====== INPUT ROWS ======
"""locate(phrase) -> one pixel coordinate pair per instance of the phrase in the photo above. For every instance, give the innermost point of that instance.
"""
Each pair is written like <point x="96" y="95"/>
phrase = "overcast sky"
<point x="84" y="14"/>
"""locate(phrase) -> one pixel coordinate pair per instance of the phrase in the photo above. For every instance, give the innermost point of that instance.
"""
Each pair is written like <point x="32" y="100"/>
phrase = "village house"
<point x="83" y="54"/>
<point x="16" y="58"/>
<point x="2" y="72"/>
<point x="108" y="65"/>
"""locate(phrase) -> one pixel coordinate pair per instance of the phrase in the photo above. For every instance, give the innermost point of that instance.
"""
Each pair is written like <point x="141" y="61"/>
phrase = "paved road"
======
REQUEST: Lay out every line above as a Markdown table with two columns, Row and Line. Number each row and omit any blank lines.

EXERCISE RESULT:
| Row | Line |
|---|---|
| 1 | """locate(phrase) -> one pixel coordinate pair per instance of the phrase in the photo above. For every instance, give the innermost point of that instance. |
| 2 | """ |
| 3 | Each pair is written like <point x="96" y="95"/> |
| 4 | phrase = "overcast sky" |
| 5 | <point x="84" y="14"/> |
| 6 | """locate(phrase) -> one pixel coordinate pair per instance of the phrase in the photo above. For every instance, give the innermost point of that instance. |
| 7 | """ |
| 8 | Each pair is written like <point x="32" y="100"/> |
| 9 | phrase = "village house" |
| 10 | <point x="83" y="54"/> |
| 11 | <point x="16" y="58"/> |
| 12 | <point x="2" y="72"/> |
| 13 | <point x="108" y="65"/> |
| 14 | """locate(phrase) -> one pixel coordinate pair per instance of the phrase in the photo above. For every instance, give the innermost point of that instance. |
| 15 | """ |
| 16 | Each pair is written like <point x="141" y="61"/> |
| 17 | phrase = "paved road" |